WRITTEN INSTRUCTION: Reproduce all of the material exactly as shown.

EXCERPTED DATA:
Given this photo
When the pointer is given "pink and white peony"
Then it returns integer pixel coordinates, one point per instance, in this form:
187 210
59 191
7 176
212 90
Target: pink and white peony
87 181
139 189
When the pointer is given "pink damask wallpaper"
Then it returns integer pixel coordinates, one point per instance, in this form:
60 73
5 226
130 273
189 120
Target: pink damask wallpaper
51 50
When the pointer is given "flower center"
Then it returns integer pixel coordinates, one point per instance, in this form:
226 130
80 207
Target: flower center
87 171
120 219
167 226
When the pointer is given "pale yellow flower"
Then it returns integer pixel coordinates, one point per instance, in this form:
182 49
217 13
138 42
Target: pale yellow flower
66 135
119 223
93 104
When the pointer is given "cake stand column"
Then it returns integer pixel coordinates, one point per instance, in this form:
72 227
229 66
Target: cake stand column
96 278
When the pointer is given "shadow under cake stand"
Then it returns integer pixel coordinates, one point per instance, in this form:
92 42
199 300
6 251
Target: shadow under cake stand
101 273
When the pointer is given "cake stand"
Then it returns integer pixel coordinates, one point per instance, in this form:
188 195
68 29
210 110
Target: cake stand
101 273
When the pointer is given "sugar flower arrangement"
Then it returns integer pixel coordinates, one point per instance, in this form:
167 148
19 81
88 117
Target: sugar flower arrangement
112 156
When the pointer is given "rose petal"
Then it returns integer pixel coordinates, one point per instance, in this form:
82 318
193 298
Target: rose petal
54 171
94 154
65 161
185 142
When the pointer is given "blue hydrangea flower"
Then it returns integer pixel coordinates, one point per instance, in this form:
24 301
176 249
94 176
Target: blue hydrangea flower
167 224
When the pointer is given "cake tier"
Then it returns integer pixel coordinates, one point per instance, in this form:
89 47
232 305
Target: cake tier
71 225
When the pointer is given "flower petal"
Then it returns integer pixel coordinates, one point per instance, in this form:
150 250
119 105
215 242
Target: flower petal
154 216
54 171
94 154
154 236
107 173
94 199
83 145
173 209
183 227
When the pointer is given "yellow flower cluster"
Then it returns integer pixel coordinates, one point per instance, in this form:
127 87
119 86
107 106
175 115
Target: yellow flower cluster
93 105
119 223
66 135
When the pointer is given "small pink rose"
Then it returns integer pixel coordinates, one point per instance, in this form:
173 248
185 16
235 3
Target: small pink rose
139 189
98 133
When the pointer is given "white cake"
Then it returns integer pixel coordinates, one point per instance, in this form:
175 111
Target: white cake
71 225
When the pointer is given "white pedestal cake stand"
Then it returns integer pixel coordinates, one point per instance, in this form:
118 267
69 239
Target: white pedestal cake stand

OUTPUT OF THE EXERCISE:
Given this photo
When the pointer is given "pink and white peony"
Then it returns integer pixel coordinates, one point per instance, in this form:
187 210
59 191
7 176
212 90
Target: pink and white peony
87 181
139 189
When the pointer is given "pink damask wallpaper"
Then it returns integer pixel coordinates, one point per instance, in this form:
60 73
5 226
130 273
189 120
Target: pink damask wallpaper
51 50
When the pointer is given "flower center"
Then it returns integer pixel coordinates, one point per instance, in this form:
226 130
80 207
Target: flower center
87 171
120 219
167 226
When the pointer is given "pale yellow flower"
Then it returns integer pixel coordinates, one point per instance, in this form:
182 49
217 13
138 42
Target: pale yellow flower
66 135
119 223
93 104
When the pointer is given "cake stand column"
Then it returns integer pixel coordinates, one point per instance, in this form:
72 227
229 66
Target: cake stand column
96 278
When the pointer is given "shadow under cake stand"
Then it returns integer pixel coordinates, one point per instance, in this form:
92 42
199 300
6 251
Target: shadow under cake stand
101 273
When the pointer is given "cake stand"
Then it returns integer pixel coordinates, one point per instance, in this form:
188 195
68 29
210 110
Target: cake stand
101 273
When the pointer is given "sugar flower arrangement"
Then it returns integer pixel coordinates, one point per instance, in this form:
167 148
19 81
88 117
Target: sugar flower arrangement
112 156
When the pointer is given "rose petal"
Then it returns integer pixel coordinates, one point per instance, in this form:
82 318
193 298
Target: rose petal
54 171
94 154
65 161
185 142
When the pointer is given "blue hydrangea flower"
Then it returns integer pixel coordinates, one point per instance, in this form:
24 301
176 249
94 176
Target: blue hydrangea flower
167 224
When the pointer is given "cake tier"
Then it returns integer pixel coordinates, one point per instance, in this form:
89 47
232 305
Target: cake tier
71 225
When the pointer is given "flower petal"
Then it returns integer pixel coordinates, one point per instance, in this form:
150 250
119 105
215 242
Target: flower petal
154 216
54 171
94 154
154 236
107 173
94 199
83 145
173 209
183 227
When the pointer is given "yellow flower cluster"
Then it returns integer pixel coordinates, one point per instance, in this form:
127 87
119 86
107 106
175 115
Target: yellow flower cluster
93 105
119 223
66 135
When the pointer is given "small pink rose"
Then it returns integer pixel coordinates, one point per instance, in this form:
173 248
185 16
235 3
Target: small pink rose
139 189
98 133
When the pointer is given "white cake"
Then it returns integer pixel coordinates, one point per instance, in this form:
175 111
Target: white cake
71 225
When the pointer is given "white pedestal cake stand"
Then it returns integer pixel coordinates, one point per instance, in this form:
118 267
69 239
Target: white pedestal cake stand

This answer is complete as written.